• [REQUIREMENT 1]:
Decide whether each statement agrees with the passage on business cycles below. Answer yes or no for each, and quote the words of the passage that decide it.
(a) The businessman's prime concern becomes perfecting a technique for discovering the extraneous pattern.
(b) The passage names sunspots and weather cycles as possible drivers of recurring swings.
(c) The businessman's major objective is to prevent the business cycle.
• [REQUIREMENT 2]:
Switch "Place" to "Mark" in the listing from the line with "yellow flower center." through the end of the listing. Leave everything else unchanged, and give only those lines.

• [DOCUMENT SECTION]:
Now if the businessman becomes convinced that cyclical swings will
inevitably recur in response to sunspots, weather cycles, or some deep
alternating pulls or tides of human behavior, what is the practical consequence? His prime concern becomes that of perfecting a technique
for discovering what this extraneous pattern is and of measuring his
position and that of business in general with reference to the progress
of prosperity or depression. Insofar as he admits the likelihood of some
variation in the pattern, he becomes concerned in identifying signs of
its probable timing and magnitude. His major objective of business
management centers on trying to outguess the course of the business
cycle.

• [SUPPLIED MATERIAL]:
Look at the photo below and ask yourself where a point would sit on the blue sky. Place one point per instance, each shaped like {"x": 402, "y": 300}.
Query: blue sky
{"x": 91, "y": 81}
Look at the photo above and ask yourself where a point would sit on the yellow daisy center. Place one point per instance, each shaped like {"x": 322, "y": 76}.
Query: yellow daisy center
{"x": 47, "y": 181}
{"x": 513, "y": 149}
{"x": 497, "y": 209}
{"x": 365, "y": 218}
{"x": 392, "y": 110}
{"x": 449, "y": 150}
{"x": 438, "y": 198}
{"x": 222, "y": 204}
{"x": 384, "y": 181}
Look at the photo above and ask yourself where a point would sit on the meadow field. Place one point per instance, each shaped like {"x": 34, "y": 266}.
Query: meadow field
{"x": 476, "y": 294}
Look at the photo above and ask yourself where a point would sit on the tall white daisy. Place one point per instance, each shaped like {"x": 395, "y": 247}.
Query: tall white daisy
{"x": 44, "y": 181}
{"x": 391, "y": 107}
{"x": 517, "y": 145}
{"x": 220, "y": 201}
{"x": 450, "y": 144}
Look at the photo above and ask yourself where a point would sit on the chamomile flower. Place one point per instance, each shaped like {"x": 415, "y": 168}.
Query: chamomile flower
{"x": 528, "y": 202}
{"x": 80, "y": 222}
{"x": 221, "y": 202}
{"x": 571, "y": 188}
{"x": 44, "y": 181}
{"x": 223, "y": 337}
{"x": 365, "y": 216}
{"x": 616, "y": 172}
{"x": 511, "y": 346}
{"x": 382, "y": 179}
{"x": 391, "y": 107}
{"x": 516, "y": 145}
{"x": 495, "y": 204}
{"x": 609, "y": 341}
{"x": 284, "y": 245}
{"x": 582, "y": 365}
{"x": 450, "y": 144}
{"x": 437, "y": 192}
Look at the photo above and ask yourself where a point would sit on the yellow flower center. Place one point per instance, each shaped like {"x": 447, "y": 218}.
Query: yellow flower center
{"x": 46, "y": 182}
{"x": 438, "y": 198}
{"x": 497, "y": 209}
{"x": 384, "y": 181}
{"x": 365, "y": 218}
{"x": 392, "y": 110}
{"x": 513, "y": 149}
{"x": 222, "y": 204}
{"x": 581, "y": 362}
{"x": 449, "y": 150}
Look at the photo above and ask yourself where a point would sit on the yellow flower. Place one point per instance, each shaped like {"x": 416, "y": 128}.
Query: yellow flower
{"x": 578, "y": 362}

• [SOLUTION 1]:
(a) Yes: "His prime concern becomes that of perfecting a technique"
(b) Yes: "in response to sunspots, weather cycles"
(c) No: "trying to outguess the course of the business cycle"

• [SOLUTION 2]:
Look at the photo above and ask yourself where a point would sit on the yellow flower center. Mark one point per instance, each shaped like {"x": 447, "y": 218}.
Query: yellow flower center
{"x": 46, "y": 182}
{"x": 438, "y": 198}
{"x": 497, "y": 209}
{"x": 384, "y": 181}
{"x": 365, "y": 218}
{"x": 392, "y": 110}
{"x": 513, "y": 149}
{"x": 222, "y": 204}
{"x": 581, "y": 362}
{"x": 449, "y": 150}
Look at the photo above and ask yourself where a point would sit on the yellow flower. Mark one point per instance, each shaped like {"x": 416, "y": 128}.
Query: yellow flower
{"x": 578, "y": 362}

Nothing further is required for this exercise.